--- BRIEF ---
Retype the records below character for character, changing nothing.

[Point placement records]
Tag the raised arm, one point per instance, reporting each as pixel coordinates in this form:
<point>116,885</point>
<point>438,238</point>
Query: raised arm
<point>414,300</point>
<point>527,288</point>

--- CORRECT ANSWER ---
Tag the raised arm, one point per instance, reporting each as pixel coordinates in this form:
<point>116,885</point>
<point>438,238</point>
Query: raised arm
<point>414,300</point>
<point>527,288</point>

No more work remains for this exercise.